| SELECTED EXCERPT |
Chapter 3.5.2 presents R&D personnel of business enterprises in Flanders by enterprise size. By comparing with the numbers for R&D expenditure broken down by enterprise size, one can see that R&D in large business enterprises is capital intensive, as the expenditure for in-house R&D per R&D employee in large business enterprises is about double the rate that is observed in micro enterprises (0 to 9 employees) and small enterprises (10 to 49 employees).
Chapter 3.5.3 presents R&D personnel of business enterprises in Flanders by a broad typology of R&D activities of those enterprises (top 50; remaining enterprises with permanent R&D; enterprises with occasional R&D; all other enterprises not yet included in the register of known or assumed R&D performers). The top 50 R&D performers account for about 30% of the total R&D personnel by business enterprises in Flanders, and the remaining business enterprises with permanent R&D activities account for about 60% of the total R&D personnel by business enterprises in Flanders.
Chapters 3.5.4 and 3.5.5 describe the R&D intensity of business enterprises in Flanders in terms of personnel, by considering the share the R&D personnel represents in the total personnel. In chapter 3.5.4 the results of R&D intensity as share of total personnel contributing to R&D are broken down by economic sector. Again, three types of economic sector breakdowns are considered: the economic sector for which those R&D activities are performed (named “product field” in Eurostat publications), the economic sector of the main activities of the enterprises performing them when each unit with an enterprise number is considered separately, and the economic sector of the main activities of the statistical enterprise (where for some groups multiple enterprise numbers are combined, and together are considered to be one statistical enterprise). In all three breakdowns, R&D intensity in terms of personnel is highest in the same three sectors as when we look at R&D intensity in financial terms: Chemical/Pharmaceutical industry (NACE 20-21), Movie and music business/Telecom/ICT/Engineering/Technical tests/R&D (NACE 59-63, 71-72), and Computer/Electronic and optical products (NACE 26-27). In chapter 3.5.5 the results of R&D intensity in terms of personnel (i.e. the share of R&D personnel in total personnel) are broken down by enterprise size. It can be seen that especially micro firms with fewer than 10 employees are relatively R&D intensive, i.e. even though in absolute terms their contribution to the total R&D personnel of business enterprises in Flanders is low, in relative terms, roughly 30% of their total personnel actively contributes to their R&D activities.

| INFORMATION GIVEN |
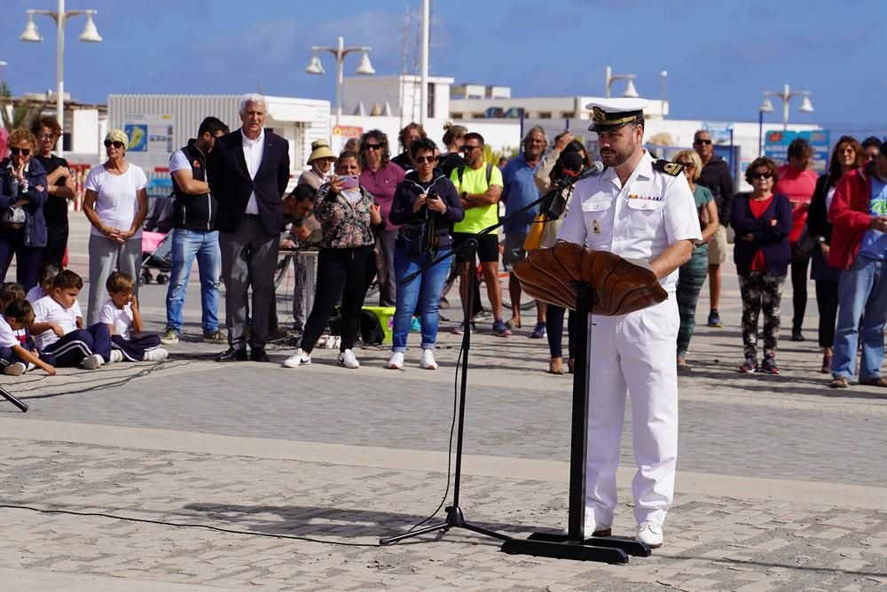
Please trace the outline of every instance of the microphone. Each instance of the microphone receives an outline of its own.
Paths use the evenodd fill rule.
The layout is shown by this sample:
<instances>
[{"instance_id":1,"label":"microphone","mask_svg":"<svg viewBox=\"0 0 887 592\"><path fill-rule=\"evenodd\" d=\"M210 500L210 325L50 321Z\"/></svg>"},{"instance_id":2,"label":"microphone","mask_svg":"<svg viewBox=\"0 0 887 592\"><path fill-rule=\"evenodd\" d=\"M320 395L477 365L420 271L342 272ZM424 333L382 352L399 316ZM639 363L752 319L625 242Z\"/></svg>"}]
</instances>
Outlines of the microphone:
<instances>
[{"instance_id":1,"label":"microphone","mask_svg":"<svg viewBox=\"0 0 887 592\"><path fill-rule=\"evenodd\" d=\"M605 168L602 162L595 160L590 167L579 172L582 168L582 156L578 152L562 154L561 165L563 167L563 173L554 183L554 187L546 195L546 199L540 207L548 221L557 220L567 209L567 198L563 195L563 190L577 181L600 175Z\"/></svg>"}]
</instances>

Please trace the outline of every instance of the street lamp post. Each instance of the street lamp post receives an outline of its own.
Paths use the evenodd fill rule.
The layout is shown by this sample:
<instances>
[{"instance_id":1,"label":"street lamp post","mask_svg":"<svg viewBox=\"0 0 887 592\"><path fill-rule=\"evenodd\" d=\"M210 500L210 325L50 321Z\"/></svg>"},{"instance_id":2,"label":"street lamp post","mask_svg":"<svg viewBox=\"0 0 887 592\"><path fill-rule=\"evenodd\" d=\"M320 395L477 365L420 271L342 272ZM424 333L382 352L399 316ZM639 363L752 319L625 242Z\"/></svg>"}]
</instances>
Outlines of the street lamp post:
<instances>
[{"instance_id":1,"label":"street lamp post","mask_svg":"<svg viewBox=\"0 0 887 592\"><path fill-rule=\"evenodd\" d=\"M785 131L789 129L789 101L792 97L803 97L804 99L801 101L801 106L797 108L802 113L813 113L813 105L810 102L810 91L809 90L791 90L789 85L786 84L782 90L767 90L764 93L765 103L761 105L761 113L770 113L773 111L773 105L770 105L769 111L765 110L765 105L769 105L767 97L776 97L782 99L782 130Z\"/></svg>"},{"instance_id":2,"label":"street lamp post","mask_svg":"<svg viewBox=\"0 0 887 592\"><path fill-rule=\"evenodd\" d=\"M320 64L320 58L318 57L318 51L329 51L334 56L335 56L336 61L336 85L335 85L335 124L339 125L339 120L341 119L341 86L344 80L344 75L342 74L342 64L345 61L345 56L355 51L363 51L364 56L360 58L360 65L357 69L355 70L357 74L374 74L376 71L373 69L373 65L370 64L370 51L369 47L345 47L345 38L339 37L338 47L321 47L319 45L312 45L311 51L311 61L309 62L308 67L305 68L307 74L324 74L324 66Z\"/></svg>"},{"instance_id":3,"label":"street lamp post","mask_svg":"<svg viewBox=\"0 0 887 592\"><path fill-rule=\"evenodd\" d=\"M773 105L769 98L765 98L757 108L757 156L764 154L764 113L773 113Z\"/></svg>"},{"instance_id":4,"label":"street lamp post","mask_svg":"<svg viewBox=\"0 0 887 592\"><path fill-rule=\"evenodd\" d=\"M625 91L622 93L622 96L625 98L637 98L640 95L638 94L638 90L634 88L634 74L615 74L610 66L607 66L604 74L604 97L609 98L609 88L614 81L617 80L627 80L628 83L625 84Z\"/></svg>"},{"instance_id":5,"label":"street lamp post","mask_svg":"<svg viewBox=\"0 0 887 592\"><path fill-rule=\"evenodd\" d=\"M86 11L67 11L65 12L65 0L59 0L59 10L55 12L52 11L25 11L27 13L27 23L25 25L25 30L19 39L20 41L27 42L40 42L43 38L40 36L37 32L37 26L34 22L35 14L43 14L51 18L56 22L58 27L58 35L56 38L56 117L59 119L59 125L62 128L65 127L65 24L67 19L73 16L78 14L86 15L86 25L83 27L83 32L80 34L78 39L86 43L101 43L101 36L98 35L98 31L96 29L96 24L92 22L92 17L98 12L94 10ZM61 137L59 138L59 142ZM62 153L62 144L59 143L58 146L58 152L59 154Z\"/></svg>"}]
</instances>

| TASK GOAL |
Answer these questions from the text on R&D personnel in Flanders:
1. How does in-house R&D expenditure per R&D employee in large business enterprises compare with that in micro and small enterprises?
2. About what share of the total R&D personnel of business enterprises in Flanders do the top 50 R&D performers account for?
3. Roughly what share of the total personnel of micro firms actively contributes to their R&D activities?
The records have nothing to do with the text.

| YOUR RESPONSE |
1. It is about double the rate in micro and small enterprises.
2. About 30%.
3. Roughly 30%.